RECORDS FOR THE EXERCISE:
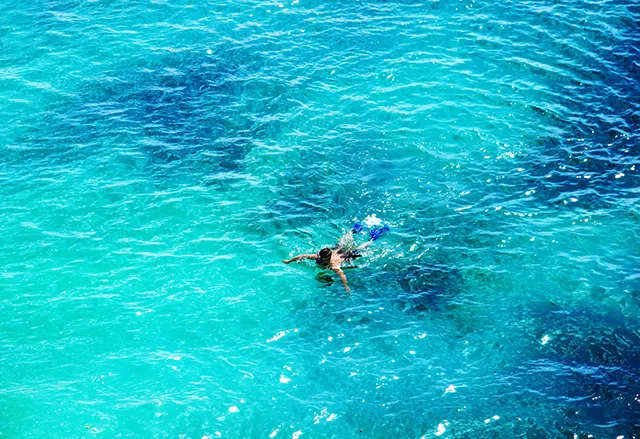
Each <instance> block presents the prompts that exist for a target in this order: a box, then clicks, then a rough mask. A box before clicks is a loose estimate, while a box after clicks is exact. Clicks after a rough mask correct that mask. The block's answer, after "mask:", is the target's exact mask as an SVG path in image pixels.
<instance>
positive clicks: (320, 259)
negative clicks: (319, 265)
mask: <svg viewBox="0 0 640 439" xmlns="http://www.w3.org/2000/svg"><path fill="white" fill-rule="evenodd" d="M331 254H332V252H331V249H330V248H328V247H325V248H323V249H322V250H320V251H319V252H318V258H317V259H316V261H317V262H318V263H327V262H329V261H330V260H331Z"/></svg>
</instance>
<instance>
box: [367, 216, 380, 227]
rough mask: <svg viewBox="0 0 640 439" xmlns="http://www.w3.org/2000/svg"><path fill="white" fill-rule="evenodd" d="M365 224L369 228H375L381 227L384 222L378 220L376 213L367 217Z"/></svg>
mask: <svg viewBox="0 0 640 439" xmlns="http://www.w3.org/2000/svg"><path fill="white" fill-rule="evenodd" d="M363 223H364V224H365V226H367V227H373V226H379V225H381V224H382V220H381V219H380V218H378V217H377V216H376V214H375V213H374V214H373V215H369V216H368V217H366V218H365V219H364V221H363Z"/></svg>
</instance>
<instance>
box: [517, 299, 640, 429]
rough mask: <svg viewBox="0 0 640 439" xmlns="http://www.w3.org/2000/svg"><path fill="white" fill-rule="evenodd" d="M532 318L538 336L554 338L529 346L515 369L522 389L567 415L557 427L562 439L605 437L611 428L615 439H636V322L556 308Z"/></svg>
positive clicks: (636, 376)
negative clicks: (594, 435) (533, 391)
mask: <svg viewBox="0 0 640 439" xmlns="http://www.w3.org/2000/svg"><path fill="white" fill-rule="evenodd" d="M529 317H533V321H532V323H533V328H534V329H533V331H532V332H533V333H534V334H535V336H536V337H538V338H540V337H542V336H543V335H545V334H548V335H549V336H550V339H549V341H548V342H547V343H545V344H544V345H543V344H541V343H538V344H537V345H531V346H530V348H531V349H532V352H531V357H530V359H529V360H525V361H524V362H523V363H522V364H521V365H520V366H518V367H516V370H517V372H516V375H517V376H518V381H519V383H518V385H519V387H523V388H527V389H531V390H533V391H534V393H532V395H533V396H532V397H534V398H538V397H540V398H544V404H551V405H552V406H554V407H556V409H557V410H558V411H560V412H561V413H564V416H563V420H562V422H558V423H557V425H556V428H557V430H558V431H559V432H560V433H561V437H565V435H567V437H572V435H573V434H578V435H585V436H586V435H587V434H606V433H607V426H611V428H613V431H614V432H615V434H616V436H618V435H625V437H634V436H633V435H634V434H637V433H638V431H637V427H638V425H637V420H638V419H640V400H639V398H638V396H637V395H639V394H640V327H638V325H637V323H635V322H629V321H628V320H626V319H625V318H624V317H623V316H621V315H617V314H614V313H606V312H598V311H594V310H586V309H561V308H559V307H557V306H553V305H550V306H548V307H543V308H540V309H539V312H536V313H534V314H533V315H531V316H529ZM527 318H528V317H527ZM535 395H538V396H535ZM542 395H544V396H542ZM614 426H615V427H614ZM579 437H582V436H579Z"/></svg>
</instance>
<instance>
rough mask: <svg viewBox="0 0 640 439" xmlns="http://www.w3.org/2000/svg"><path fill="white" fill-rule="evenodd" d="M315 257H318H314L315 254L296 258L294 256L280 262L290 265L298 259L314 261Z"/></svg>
mask: <svg viewBox="0 0 640 439" xmlns="http://www.w3.org/2000/svg"><path fill="white" fill-rule="evenodd" d="M317 257H318V255H316V254H313V255H311V254H307V255H298V256H294V257H293V258H291V259H283V260H282V262H284V263H285V264H290V263H292V262H294V261H299V260H300V259H315V258H317Z"/></svg>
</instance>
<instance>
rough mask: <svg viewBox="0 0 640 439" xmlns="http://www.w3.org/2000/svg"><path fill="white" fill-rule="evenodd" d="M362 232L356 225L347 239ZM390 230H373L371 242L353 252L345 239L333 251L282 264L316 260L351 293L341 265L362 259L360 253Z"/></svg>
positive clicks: (286, 263)
mask: <svg viewBox="0 0 640 439" xmlns="http://www.w3.org/2000/svg"><path fill="white" fill-rule="evenodd" d="M362 230H363V229H362V226H361V225H360V224H357V223H356V224H355V225H354V226H353V230H352V231H351V232H350V233H349V234H348V235H347V237H350V238H351V240H353V238H352V235H353V234H354V233H359V232H361V231H362ZM388 230H389V226H382V227H379V228H378V227H376V228H373V229H371V230H370V231H369V241H367V242H365V243H364V244H362V245H360V246H359V247H357V248H355V249H353V250H349V249H348V248H346V246H344V245H343V244H342V243H343V242H344V239H341V240H340V243H339V244H338V245H337V246H335V247H334V248H332V249H331V248H329V247H325V248H323V249H322V250H320V251H319V252H318V253H317V254H311V253H310V254H304V255H298V256H295V257H293V258H291V259H283V260H282V262H284V263H285V264H290V263H291V262H294V261H300V260H302V259H315V261H316V264H317V265H319V266H320V267H322V268H328V269H329V270H332V271H333V272H334V273H336V274H337V275H338V276H340V280H341V281H342V285H344V289H345V290H347V291H351V289H350V288H349V284H348V283H347V276H345V274H344V272H343V271H342V269H341V268H340V265H342V264H343V263H345V262H351V261H353V260H355V259H357V258H359V257H361V256H362V255H361V254H360V251H361V250H364V249H365V248H367V247H368V246H369V245H371V243H372V242H373V241H375V240H376V239H378V238H379V237H380V236H382V234H383V233H384V232H386V231H388Z"/></svg>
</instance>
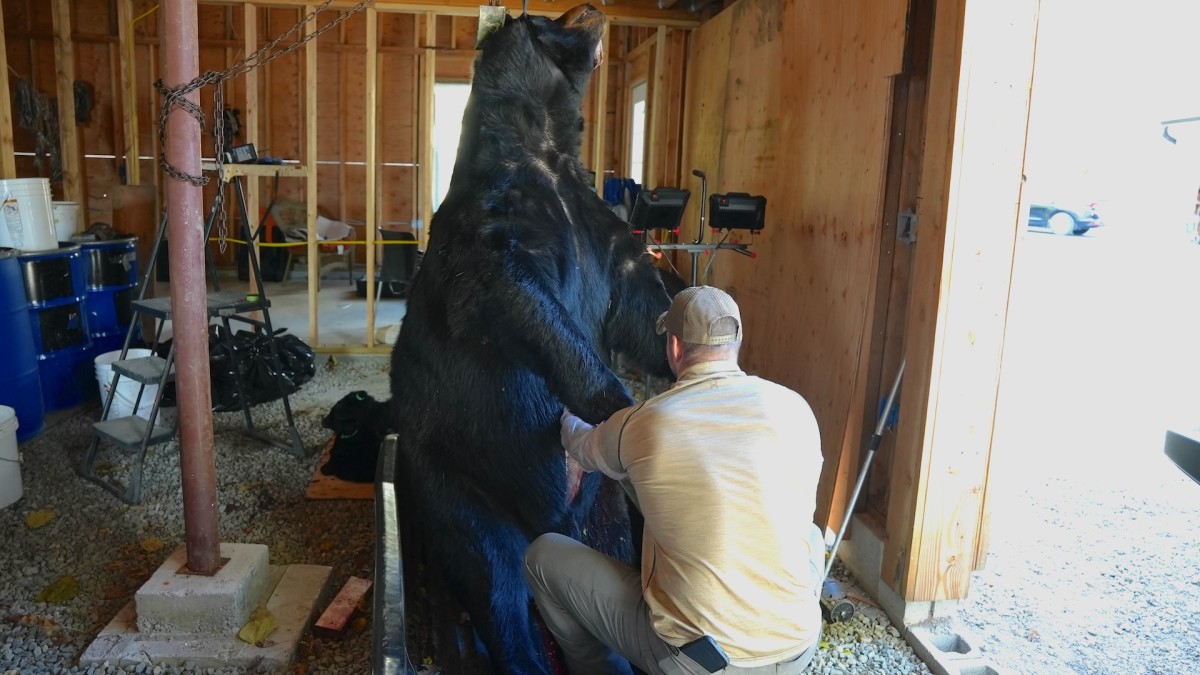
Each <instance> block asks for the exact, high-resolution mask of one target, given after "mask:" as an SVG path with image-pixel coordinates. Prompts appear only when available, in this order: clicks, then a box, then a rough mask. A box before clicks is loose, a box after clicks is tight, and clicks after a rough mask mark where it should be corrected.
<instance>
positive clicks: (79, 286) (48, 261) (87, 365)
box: [17, 244, 98, 412]
mask: <svg viewBox="0 0 1200 675" xmlns="http://www.w3.org/2000/svg"><path fill="white" fill-rule="evenodd" d="M17 258H18V259H19V261H20V268H22V269H20V271H22V276H23V279H24V286H25V295H26V297H28V299H29V318H30V323H31V324H32V329H34V351H35V352H36V354H37V372H38V377H40V378H41V381H42V402H43V405H44V406H46V412H54V411H58V410H62V408H68V407H72V406H76V405H79V404H82V402H83V401H85V400H88V399H90V398H92V396H95V395H98V388H97V386H96V378H95V365H94V363H92V359H94V358H95V352H94V350H92V344H91V335H90V334H89V333H88V317H86V313H85V310H84V292H85V281H86V268H85V265H84V258H83V251H82V250H80V247H79V245H78V244H59V247H58V250H49V251H22V252H19V253H18V255H17Z"/></svg>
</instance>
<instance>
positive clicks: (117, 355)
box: [96, 350, 158, 419]
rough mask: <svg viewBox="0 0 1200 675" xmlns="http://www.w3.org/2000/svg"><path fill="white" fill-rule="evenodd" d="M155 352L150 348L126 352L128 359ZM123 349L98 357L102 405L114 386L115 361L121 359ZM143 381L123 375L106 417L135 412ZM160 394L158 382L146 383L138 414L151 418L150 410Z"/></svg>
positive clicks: (100, 355) (142, 416) (122, 414)
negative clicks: (150, 383)
mask: <svg viewBox="0 0 1200 675" xmlns="http://www.w3.org/2000/svg"><path fill="white" fill-rule="evenodd" d="M152 353H154V352H151V351H150V350H130V353H127V354H125V358H126V360H127V359H139V358H142V357H149V356H151V354H152ZM120 358H121V351H120V350H116V351H115V352H108V353H104V354H100V356H98V357H96V383H97V384H100V402H101V405H103V404H104V401H106V400H108V390H109V388H112V386H113V377H115V374H114V372H113V362H116V360H120ZM140 387H142V383H140V382H138V381H137V380H133V378H132V377H121V380H120V382H118V383H116V396H114V398H113V407H110V408H108V417H106V418H104V419H115V418H118V417H128V416H131V414H133V401H136V400H137V398H138V389H139V388H140ZM157 394H158V386H157V384H146V388H145V390H144V392H142V402H139V404H138V414H139V416H142V417H144V418H146V419H150V410H151V408H154V398H155V395H157Z"/></svg>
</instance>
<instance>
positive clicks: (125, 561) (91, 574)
mask: <svg viewBox="0 0 1200 675" xmlns="http://www.w3.org/2000/svg"><path fill="white" fill-rule="evenodd" d="M334 363H336V365H334V366H332V368H330V366H329V365H325V364H323V365H320V366H319V368H318V372H317V376H316V377H314V378H313V380H312V381H311V382H308V383H307V384H305V386H304V387H302V388H301V389H300V392H298V393H296V394H295V395H293V396H292V404H293V410H294V411H295V413H296V426H298V429H299V431H300V436H301V438H304V440H305V442H306V443H307V444H310V446H322V447H323V446H324V443H325V441H326V440H328V438H329V432H328V431H326V430H324V429H322V428H320V418H322V417H323V416H324V414H325V412H326V411H328V410H329V407H331V406H332V404H334V402H335V401H336V400H337V399H340V398H341V396H342V395H344V394H346V393H348V392H350V390H354V389H366V390H367V392H370V393H371V394H372V395H380V396H386V395H388V378H386V372H385V369H386V360H385V359H378V358H377V359H364V358H358V359H350V358H340V359H338V360H337V362H334ZM253 412H254V419H256V425H258V426H260V428H262V429H263V430H264V431H266V432H269V434H271V435H272V436H278V437H283V430H284V429H286V426H284V423H283V414H282V406H281V405H280V404H277V402H276V404H264V405H262V406H258V407H256V408H254V411H253ZM98 413H100V411H98V406H84V407H82V408H79V410H78V411H77V412H74V413H73V414H65V416H64V414H56V416H54V417H55V418H56V419H53V420H49V422H48V429H47V430H46V431H43V432H42V434H41V435H38V436H37V437H36V438H34V440H30V441H28V442H25V443H24V444H22V447H20V452H22V454H23V459H24V466H23V471H22V474H23V483H24V496H23V498H22V500H20V501H18V502H17V503H16V504H13V506H10V507H8V508H6V509H2V510H0V537H2V538H4V540H5V544H4V545H2V546H0V580H2V590H0V671H8V673H20V674H23V675H24V674H28V673H84V671H85V670H83V669H79V668H78V667H77V663H78V658H79V656H80V655H82V653H83V651H84V650H85V649H86V646H88V645H89V644H90V643H91V640H92V639H94V638H95V635H96V633H98V632H100V629H101V628H103V627H104V625H107V623H108V621H109V620H110V619H112V617H113V616H114V615H115V614H116V611H118V610H119V609H120V608H121V607H122V605H125V603H126V602H128V601H130V599H131V598H132V597H133V593H134V591H136V590H137V589H138V587H139V586H140V585H142V584H143V583H144V581H145V580H146V579H148V578H149V577H150V574H151V573H152V572H154V571H155V569H157V567H158V565H161V563H162V561H163V560H166V557H167V556H168V555H169V554H170V552H172V551H173V550H175V549H176V548H178V546H179V545H181V544H182V543H184V518H182V506H181V501H182V489H181V486H180V476H179V459H178V446H176V444H175V443H170V444H167V446H161V447H158V448H157V449H155V450H154V454H151V455H148V458H146V466H145V473H144V483H143V485H144V488H143V500H142V503H140V504H139V506H133V507H131V506H126V504H124V503H121V502H120V501H118V500H116V498H115V497H113V496H110V495H109V494H108V492H106V491H104V490H102V489H101V488H98V486H96V485H94V484H91V483H89V482H86V480H83V479H82V478H78V477H77V476H76V473H74V471H73V466H74V465H76V464H77V462H78V461H79V459H80V458H82V456H83V453H84V452H85V449H86V447H88V443H89V442H90V440H91V436H90V431H91V423H92V422H94V420H95V419H96V418H97V417H98ZM50 425H52V426H50ZM241 429H242V422H241V413H236V412H230V413H217V414H216V416H215V424H214V431H215V437H216V464H217V503H218V504H220V528H221V540H222V542H245V543H262V544H266V545H268V548H269V551H270V562H271V563H272V565H290V563H308V565H326V566H330V567H332V568H334V573H332V579H331V584H332V586H334V587H341V585H342V584H343V583H344V581H346V580H347V579H348V578H349V577H352V575H359V577H367V578H370V575H371V572H372V569H373V560H372V555H373V528H372V519H373V515H372V502H371V501H362V500H360V501H306V500H305V498H304V491H305V486H306V485H307V483H308V479H310V477H311V474H312V471H313V468H314V466H316V464H317V462H318V461H319V455H313V456H311V458H308V459H304V460H299V459H296V458H294V456H292V455H290V454H288V453H286V452H284V450H281V449H277V448H271V447H266V446H264V444H262V443H259V442H257V441H252V440H248V438H246V437H245V436H242V435H241V432H240V431H241ZM103 459H106V460H108V461H110V462H113V464H114V466H113V467H112V470H113V471H114V472H119V471H120V461H121V458H120V456H119V455H118V453H116V452H110V453H109V454H106V455H103ZM40 510H50V512H53V513H54V519H53V520H50V521H49V522H48V524H47V525H44V526H42V527H38V528H30V527H29V526H28V525H26V522H25V518H26V516H28V515H30V514H31V513H35V512H40ZM67 575H70V577H73V578H74V579H76V580H77V581H78V595H76V596H74V597H73V598H72V599H70V601H66V602H64V603H48V602H35V598H36V597H37V595H38V593H40V592H42V590H43V589H46V587H47V586H48V585H50V584H53V583H55V581H56V580H59V579H61V578H64V577H67ZM370 651H371V638H370V633H368V632H362V633H358V634H352V635H349V637H348V638H346V639H343V640H319V639H308V640H306V641H305V643H304V644H302V645H301V652H300V655H299V658H298V663H299V665H298V667H296V668H295V669H294V671H295V673H368V671H370ZM95 671H97V673H118V671H120V670H119V669H104V668H101V669H97V670H95ZM151 671H155V670H152V669H151ZM162 671H174V670H173V669H164V670H162Z"/></svg>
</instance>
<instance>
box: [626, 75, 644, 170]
mask: <svg viewBox="0 0 1200 675" xmlns="http://www.w3.org/2000/svg"><path fill="white" fill-rule="evenodd" d="M646 90H647V85H646V83H644V82H642V83H638V84H635V85H634V88H632V90H631V91H630V97H629V98H630V110H629V178H632V179H634V180H636V181H637V184H638V185H642V184H643V183H644V181H646Z"/></svg>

TRY IT:
Return, unchanged, the lines from the first line of the material through the line that holds "box: [367, 216, 380, 227]", inclusive, omitting pictures.

TASK OUTPUT:
Each <instance> block presents the prompts that exist for a target in this order: a box, then clicks, then a rough mask. A box before clicks is a loose estimate, while a box after clicks is exact. Clicks after a rough mask correct that mask. The block's answer, after "mask:", is the target's exact mask as an SVG path in image pixels.
<instance>
positive clicks: (320, 259)
negative clicks: (319, 265)
mask: <svg viewBox="0 0 640 439" xmlns="http://www.w3.org/2000/svg"><path fill="white" fill-rule="evenodd" d="M331 254H332V252H331V249H330V248H328V247H325V248H323V249H322V250H320V251H319V252H318V258H317V259H316V261H317V262H318V263H327V262H329V261H330V260H331Z"/></svg>
</instance>
<instance>
box: [367, 216, 380, 227]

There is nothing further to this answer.